Word for word, copy all of the entries.

[Listed entries Boundary: Start]

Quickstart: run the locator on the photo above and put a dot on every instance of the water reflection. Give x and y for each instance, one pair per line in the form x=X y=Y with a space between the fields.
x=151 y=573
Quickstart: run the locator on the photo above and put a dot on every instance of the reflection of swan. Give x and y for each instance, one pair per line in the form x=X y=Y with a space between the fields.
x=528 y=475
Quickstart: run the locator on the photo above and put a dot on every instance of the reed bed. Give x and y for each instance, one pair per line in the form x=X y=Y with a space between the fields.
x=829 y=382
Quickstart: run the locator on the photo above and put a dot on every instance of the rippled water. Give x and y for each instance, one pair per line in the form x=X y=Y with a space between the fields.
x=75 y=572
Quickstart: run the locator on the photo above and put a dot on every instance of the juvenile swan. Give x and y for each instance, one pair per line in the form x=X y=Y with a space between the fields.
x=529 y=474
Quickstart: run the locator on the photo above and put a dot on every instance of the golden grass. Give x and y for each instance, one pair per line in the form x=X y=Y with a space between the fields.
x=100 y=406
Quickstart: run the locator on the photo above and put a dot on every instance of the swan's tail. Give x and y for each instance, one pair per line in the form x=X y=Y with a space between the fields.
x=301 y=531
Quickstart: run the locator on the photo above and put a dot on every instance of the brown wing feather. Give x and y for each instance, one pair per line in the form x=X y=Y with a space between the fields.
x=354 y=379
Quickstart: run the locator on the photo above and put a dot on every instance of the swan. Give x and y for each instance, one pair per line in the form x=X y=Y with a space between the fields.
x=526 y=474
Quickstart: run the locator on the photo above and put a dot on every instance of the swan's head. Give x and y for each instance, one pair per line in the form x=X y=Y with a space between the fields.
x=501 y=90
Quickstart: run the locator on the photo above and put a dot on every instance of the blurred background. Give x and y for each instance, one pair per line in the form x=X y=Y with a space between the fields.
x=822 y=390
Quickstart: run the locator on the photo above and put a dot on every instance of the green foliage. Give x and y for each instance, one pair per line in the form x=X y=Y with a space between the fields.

[Listed entries Boundary: End]

◆ **Result below**:
Quickstart: run the locator on the photo above and put a dot on every instance of the water reflection. Give x and y for each instance, one pair per line in the form x=X y=Y with a space between the fields.
x=151 y=573
Quickstart: run the locator on the photo above and put a dot on every instance of the reflection of swan. Give x and y for each instance, one pair per line in the form x=X y=Y with a space between the fields.
x=528 y=475
Quickstart: run the locator on the photo above and put a dot on every instance of the reed bed. Give x and y for each instance, one pair per line in the form x=X y=Y with a space between the fields.
x=829 y=382
Quickstart: run the locator on the photo above and put a dot on every instance of the rippled water. Give x and y for each instance, one pair per line in the form x=X y=Y with a space between the fields.
x=75 y=572
Quickstart: run the locator on the photo above and put a dot on every instance of the juvenile swan. Give x and y for each instance, one pair per line in the form x=X y=Y with a space between the fields.
x=529 y=474
Quickstart: run the locator on the photo above and put a dot on every instance of the golden grass. Give x and y for each instance, one pair per line in the form x=X y=Y with a space between the fields.
x=100 y=406
Quickstart: run the locator on the photo above and put a dot on every instance of the swan's tail. Give x and y for each instance, one pair per line in the form x=X y=Y with a space between the fields.
x=301 y=531
Quickstart: run the locator on the photo above and put a dot on every instance of the brown wing feather. Give x and y for each instance, one pair per line in the form x=X y=Y with a space between the fields.
x=354 y=379
Quickstart: run the locator on the photo above and put a dot on every instance of the swan. Give x and y for each instance, one pair per line in the form x=X y=Y with a space between the fields.
x=526 y=474
Quickstart: run the locator on the photo above and put a dot on every instance of the swan's head. Give x and y for each instance, one pair per line in the form x=X y=Y with a space between the fields.
x=501 y=90
Quickstart: run the locator on the photo above and put a dot on every instance of the blurred background. Give x and y for each instance, one pair per line in the form x=X y=Y with a space between the fields.
x=822 y=390
Quickstart: run the locator on the photo above and put a dot on every instance of the green foliage. Give x and y for each instance, one pair per line in the form x=X y=Y with a space between the fields.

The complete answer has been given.